> **Exercise requirements**
Turn the records below, from the very start up to and including the line with "left=233, top=147, right=341, bottom=339", into a numbered list with blank lines left out. Leave the pictures out.

> **Information supplied**
++++++
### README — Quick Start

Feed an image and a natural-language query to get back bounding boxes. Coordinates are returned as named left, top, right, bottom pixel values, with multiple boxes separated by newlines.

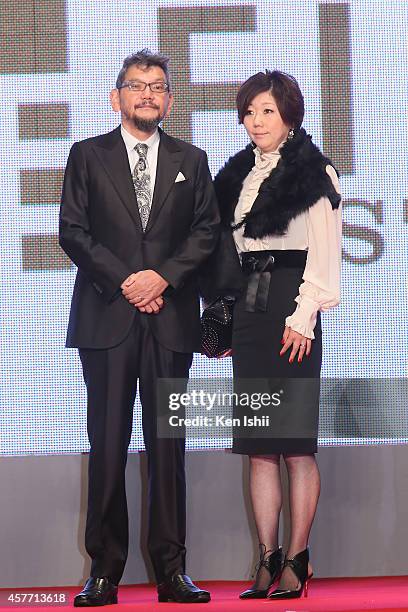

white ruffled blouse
left=233, top=147, right=341, bottom=339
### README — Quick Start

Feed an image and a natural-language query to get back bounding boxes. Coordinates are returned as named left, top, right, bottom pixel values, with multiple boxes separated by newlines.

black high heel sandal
left=268, top=548, right=313, bottom=599
left=239, top=544, right=282, bottom=599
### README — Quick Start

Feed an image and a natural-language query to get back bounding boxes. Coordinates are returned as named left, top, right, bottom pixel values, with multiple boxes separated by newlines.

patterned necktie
left=132, top=142, right=151, bottom=231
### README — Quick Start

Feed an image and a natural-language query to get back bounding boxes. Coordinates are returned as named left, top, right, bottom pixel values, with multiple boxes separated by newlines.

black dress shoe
left=268, top=548, right=313, bottom=599
left=74, top=577, right=118, bottom=608
left=157, top=574, right=211, bottom=603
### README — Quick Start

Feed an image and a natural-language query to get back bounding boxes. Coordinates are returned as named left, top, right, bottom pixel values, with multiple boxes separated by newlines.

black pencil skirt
left=232, top=251, right=322, bottom=455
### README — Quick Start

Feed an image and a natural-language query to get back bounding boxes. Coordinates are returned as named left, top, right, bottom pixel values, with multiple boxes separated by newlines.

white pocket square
left=174, top=172, right=186, bottom=183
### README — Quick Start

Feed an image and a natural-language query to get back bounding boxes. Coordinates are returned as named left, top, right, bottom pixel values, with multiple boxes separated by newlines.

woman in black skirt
left=215, top=71, right=341, bottom=599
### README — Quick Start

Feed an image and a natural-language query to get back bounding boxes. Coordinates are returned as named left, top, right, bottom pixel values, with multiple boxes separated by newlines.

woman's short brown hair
left=237, top=70, right=305, bottom=129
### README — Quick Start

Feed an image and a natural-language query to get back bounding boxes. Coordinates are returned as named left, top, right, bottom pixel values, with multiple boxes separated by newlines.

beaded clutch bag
left=201, top=297, right=235, bottom=357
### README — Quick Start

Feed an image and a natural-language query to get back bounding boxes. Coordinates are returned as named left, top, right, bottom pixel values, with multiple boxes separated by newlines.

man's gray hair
left=116, top=49, right=170, bottom=91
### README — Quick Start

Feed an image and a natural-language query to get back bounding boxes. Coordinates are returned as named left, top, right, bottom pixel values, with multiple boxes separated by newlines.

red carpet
left=0, top=576, right=408, bottom=612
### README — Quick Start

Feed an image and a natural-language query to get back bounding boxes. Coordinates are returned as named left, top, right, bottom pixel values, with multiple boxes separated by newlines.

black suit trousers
left=79, top=312, right=193, bottom=584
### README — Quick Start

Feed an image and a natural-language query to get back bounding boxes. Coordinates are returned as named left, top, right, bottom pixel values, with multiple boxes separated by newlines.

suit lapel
left=146, top=130, right=185, bottom=232
left=91, top=127, right=142, bottom=231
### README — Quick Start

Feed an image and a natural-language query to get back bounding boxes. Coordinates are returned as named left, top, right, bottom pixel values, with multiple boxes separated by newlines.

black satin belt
left=241, top=250, right=307, bottom=312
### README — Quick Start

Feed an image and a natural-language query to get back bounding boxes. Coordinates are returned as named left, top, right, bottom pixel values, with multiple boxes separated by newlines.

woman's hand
left=217, top=349, right=232, bottom=359
left=279, top=327, right=312, bottom=363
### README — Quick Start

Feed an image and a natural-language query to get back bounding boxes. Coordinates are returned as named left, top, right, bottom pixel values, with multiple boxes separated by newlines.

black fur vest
left=214, top=128, right=341, bottom=238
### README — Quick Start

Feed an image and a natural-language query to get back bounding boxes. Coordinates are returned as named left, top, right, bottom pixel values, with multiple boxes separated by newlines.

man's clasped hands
++++++
> **Problem solution**
1. ### README — Quick Start
2. Feed an image and a natural-language query to get back bounding boxes. Coordinates are returned as named left, top, right, bottom pixel values, with multiple boxes separated by newlines.
3. white ruffled blouse
4. left=233, top=147, right=341, bottom=339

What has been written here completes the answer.